Textauszug:

○ ○ ○ ○ ○

Obdachloser soll Wiener Doppelmörder sein
Von Birgit Seiser
„Der Täter ist ein 50 Jahre alter, polnischer Staatsbürger, der als U-Boot in Wien gelebt hat“, mit diesen Worten dürften die ersten brisanten Mordermittlungen in diesem Jahr beendet sein. Chefermittler Dietmar Berger vom Wiener Landeskriminalamt war die Erleichterung anzusehen, als er am Montag über die Festnahme jenes Mannes informierte, der am Sonntag eine 31-jährige Mutter in Floridsdorf und am Neujahrstag einen 74 Jahre alten Apotheker in der Donaustadt getötet haben soll.
Bisher hatten sich die Kriminalisten mit Informationen zurückgehalten, nun folgte der Durchbruch.
Täter kehrte zurück
Festgenommen wurde der Verdächtige am Sonntagabend, als er zu einem der Tatorte zurückkehrte. Zeugen riefen die Polizei, weil der Mann versuchte, in das Nebenhaus einzubrechen.
Aber der Reihe nach: Am 1. Jänner wurden die Ermittler in die Donaustadt alarmiert: Der 74 Jahre alte Apotheker Heinrich Burggasser war erschlagen in seinem eigenen Haus gefunden worden: „Er hatte massive Kopfverletzungen erlitten und zeigte Zeichen von Misshandlungen. Außerdem war er an den Beinen gefesselt gewesen“, sagt Berger.
Die Ermittler hätten den Tatort als „surreal“ beschrieben. Der Täter dürfte sich nach dem Mord noch einige Stunden in dem Haus aufgehalten und Alkohol getrunken haben. Er packte auch eine Tasche mit Diebesgut, die er dann aber stehen ließ. Nur seine eigenen Schuhe tauschte er mit denen des Apothekers. Dessen Geldbörse warf er wenige Meter vom Tatort entfernt einfach weg.
Acht Tage später fand dann ein Familienvater seine 31 Jahre alte Ehefrau mit Stichverletzungen an Bauch und Kopf im gemeinsamen Haus. Der Mann war von einem kurzen Skiurlaub zurückgekehrt. In der Wohnung befanden sich auch die vier und sechs Jahre alten Töchter des Paares.
Kinder unversehrt
„Dieser Tatort präsentierte sich ähnlich. Der Mann dürfte auch dort mehrere Stunden verbracht und Alkohol getrunken haben“, sagt Berger. Während die Mutter unter massiver Gewalteinwirkung getötet worden sein soll, blieben die Kinder unversehrt. Es ist nun Gegenstand der weiteren Ermittlungen, warum der Täter die Kinder verschont hat. Die Mädchen sollen bald einvernommen werden.

○ ○ ○ ○ ○

Erfasste Daten:
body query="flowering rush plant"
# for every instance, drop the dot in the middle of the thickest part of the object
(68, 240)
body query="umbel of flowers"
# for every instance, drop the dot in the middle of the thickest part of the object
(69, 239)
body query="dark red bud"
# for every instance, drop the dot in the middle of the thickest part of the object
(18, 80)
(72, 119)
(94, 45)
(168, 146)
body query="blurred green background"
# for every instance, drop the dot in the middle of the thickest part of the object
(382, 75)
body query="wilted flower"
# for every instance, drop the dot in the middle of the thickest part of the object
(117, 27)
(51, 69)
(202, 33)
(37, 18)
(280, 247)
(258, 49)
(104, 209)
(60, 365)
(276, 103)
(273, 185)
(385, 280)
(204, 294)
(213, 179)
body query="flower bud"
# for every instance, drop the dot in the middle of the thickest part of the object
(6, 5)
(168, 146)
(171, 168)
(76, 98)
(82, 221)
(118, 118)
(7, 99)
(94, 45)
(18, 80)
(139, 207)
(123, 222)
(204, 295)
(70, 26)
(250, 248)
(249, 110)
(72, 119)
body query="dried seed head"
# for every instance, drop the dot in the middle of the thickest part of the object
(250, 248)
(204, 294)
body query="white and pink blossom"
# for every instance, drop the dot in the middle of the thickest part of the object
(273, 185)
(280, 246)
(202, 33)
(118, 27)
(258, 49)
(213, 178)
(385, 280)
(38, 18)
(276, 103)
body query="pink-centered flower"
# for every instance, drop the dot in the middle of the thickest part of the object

○ ○ ○ ○ ○

Informationen nutzen:
[1] Erkläre anhand des Artikels über den Wiener Doppelmord, warum Zeugen am Sonntagabend die Polizei riefen. Antworte in ein bis drei Sätzen.
[2] Führe den Artikel über den Wiener Doppelmord nach seinem letzten Satz weiter.
Die erfassten Zeilen werden hier nicht gebraucht.

Antworten je Aufgabe:
[1] Die Zeugen riefen die Polizei, weil der Mann versuchte, in das Nebenhaus einzubrechen. Er war zu einem der Tatorte zurückgekehrt und wurde dort festgenommen.

[2]
„Der Täter bemühte sich nicht, seine Spuren zu verwischen, und hinterließ überall DNA. Diese führten zu einem Treffer in der deutschen Datenbank“, sagt Berger. Der 50 Jahre alte Pole wurde zwischen 2001 und 2018 in Deutschland mehrmals straffällig, unteranderem wegen Körperverletzung. Seit 2020 soll er sich in Wien aufhalten, wo er vor wenigen Wochen seine ebenfalls obdachlose Lebensgefährtin attackiert haben soll. Damals konnte ihn die Polizei aber nicht fassen.
Er soll auch für Brandstiftungen verantwortlich sein. Einen direkten Zusammenhang zwischen den Opfern scheint es nicht zu geben: „Es scheint sich um willkürliche Taten zu handeln“, sagt Polizeipräsident Gerhard Pürstl. Die einzige Gemeinsamkeit soll sein, dass beide Opfer ihre Eingangstür nicht versperrt hatten.
Bei der Einvernahme zeigte sich der Verdächtige derart aggressiv, dass die WEGA angefordert werden musste. Er dürfte wie auch während der Taten schwer alkoholisiert gewesen sein. Nun soll ein psychiatrisches Gutachten seine Gefährlichkeit klären.
Die Polizei ermittelt nun, ob er auch mit den Brandstiftungen am Rennbahnweg 27 und drei ungeklärten Morden aus 2022 in Verbindung steht.